» Task description
Find every line below where the string "mirror" shows up, and copy those lines.

*** Input records Section Begins ***

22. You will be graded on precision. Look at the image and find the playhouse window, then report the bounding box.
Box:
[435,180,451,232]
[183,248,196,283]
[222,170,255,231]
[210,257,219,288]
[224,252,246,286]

*** Input records Section Ends ***
*** Input records Section Begins ***

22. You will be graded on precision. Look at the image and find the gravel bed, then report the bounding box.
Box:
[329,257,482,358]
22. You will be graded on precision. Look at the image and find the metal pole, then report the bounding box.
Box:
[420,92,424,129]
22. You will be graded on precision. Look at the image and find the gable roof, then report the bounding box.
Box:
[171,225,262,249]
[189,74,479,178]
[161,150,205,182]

*** Input records Section Ends ***
*** Input records Section Begins ***

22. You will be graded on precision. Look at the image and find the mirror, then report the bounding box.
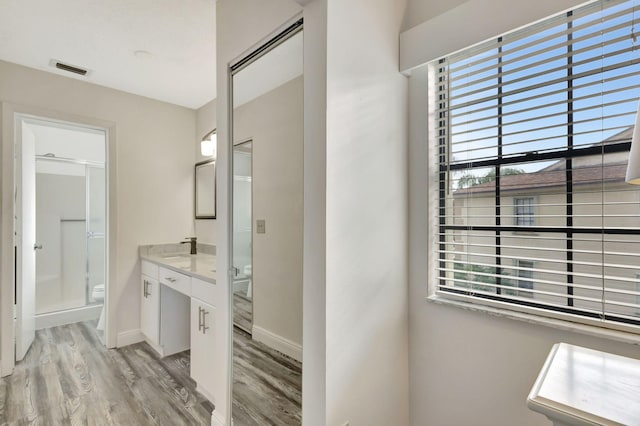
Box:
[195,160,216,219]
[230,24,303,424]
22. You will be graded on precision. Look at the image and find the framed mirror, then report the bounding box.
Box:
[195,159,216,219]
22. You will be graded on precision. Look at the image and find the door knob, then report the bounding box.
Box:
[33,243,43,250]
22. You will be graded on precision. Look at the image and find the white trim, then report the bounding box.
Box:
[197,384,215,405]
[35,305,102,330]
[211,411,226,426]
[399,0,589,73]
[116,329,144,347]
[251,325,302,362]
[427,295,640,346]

*** Input records Section Ends ***

» Output for this task
22. You will be graded on precision. Look at the image and find the mirror, then report the bounding box.
22. You will be graded on precision. Look at the image and find the framed mirror, then report the bounding box.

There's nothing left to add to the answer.